Written task
Substitute "Place one marker for each instance" for every "Drop one marker per instance" in the records below and write them out again with nothing else changed. Leave the pictures out.

[Dataset excerpts on pointing at objects]
=====
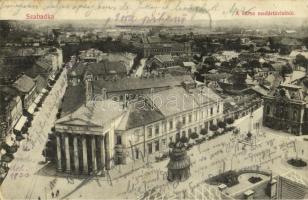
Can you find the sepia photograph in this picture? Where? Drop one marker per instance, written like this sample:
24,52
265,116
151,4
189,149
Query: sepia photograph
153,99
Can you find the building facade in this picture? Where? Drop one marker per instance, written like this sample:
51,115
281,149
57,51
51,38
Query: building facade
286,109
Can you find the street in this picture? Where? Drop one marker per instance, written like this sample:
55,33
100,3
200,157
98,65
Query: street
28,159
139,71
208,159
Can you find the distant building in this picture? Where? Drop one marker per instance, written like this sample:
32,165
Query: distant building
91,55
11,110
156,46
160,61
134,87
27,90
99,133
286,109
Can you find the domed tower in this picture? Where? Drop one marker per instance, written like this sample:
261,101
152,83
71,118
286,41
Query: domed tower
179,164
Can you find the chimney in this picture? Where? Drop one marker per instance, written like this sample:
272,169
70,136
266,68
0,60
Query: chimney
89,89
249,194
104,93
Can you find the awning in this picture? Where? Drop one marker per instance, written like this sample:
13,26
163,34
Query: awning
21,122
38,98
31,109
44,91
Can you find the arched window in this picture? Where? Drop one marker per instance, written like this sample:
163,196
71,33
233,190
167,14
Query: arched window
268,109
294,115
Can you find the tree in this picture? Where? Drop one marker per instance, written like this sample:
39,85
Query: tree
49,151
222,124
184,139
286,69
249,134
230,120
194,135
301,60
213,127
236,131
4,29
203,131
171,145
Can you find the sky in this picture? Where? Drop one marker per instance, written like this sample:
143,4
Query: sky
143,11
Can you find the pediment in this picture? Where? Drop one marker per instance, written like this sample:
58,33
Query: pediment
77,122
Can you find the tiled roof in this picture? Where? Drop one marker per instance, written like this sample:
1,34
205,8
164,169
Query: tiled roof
=====
The solution
Can you find the sepia photograph in this picture? Where? Place one marker for each instance, written like this sample:
24,52
265,116
151,4
189,149
Query: sepia photograph
153,99
Can you find the building facade in this picture? Where? Place one marker for each instance, written like this sample:
51,115
281,149
57,51
51,38
Query: building facade
286,109
Can you find the street in this picture? Where? Place one marker for each instance, written like this sample:
55,33
100,3
200,157
98,65
Query: street
28,159
139,71
208,159
Can you find the distant building in this picture? Where? Place one marker for each instance, written like this sample:
32,165
Query: distant building
91,55
11,110
156,46
160,61
134,87
27,90
99,133
286,109
Can you find the domed tower in this picture? Where? Place one marker for each instance, written like this sample:
261,101
152,83
71,118
286,41
Query: domed tower
179,164
Can you find the chimney in this picture? Where? Place one marker for each instance, written like this sample:
272,169
70,136
266,68
0,60
Query: chimney
89,89
249,194
104,93
Can you find the awning in this picture? Where? Place one marker for each instance, written like this sample:
13,26
163,34
Query: awning
21,122
38,98
31,109
44,91
Can you find the arched window in this picture? Where? Place one marker for each instance, written like this sample:
163,196
71,33
233,190
167,14
Query: arched window
268,109
294,115
Can you find the tree in this picture? Where? Place one marker for each instance, written like this sample:
39,85
Query: tree
49,151
222,124
184,139
286,69
249,134
230,120
194,135
301,60
213,127
236,131
4,29
203,131
171,145
Can you find the sky in this picture? Where? Place one marker for each instance, written like this sample:
143,4
Query: sky
143,11
Can you find the pediment in this picture? Where? Place one marker for each instance, written like this sample:
58,33
Query: pediment
77,122
Can you find the tiled roof in this picture? Where? Place one marker for each instance, written like this sample:
1,34
205,8
164,169
Query: tiled roof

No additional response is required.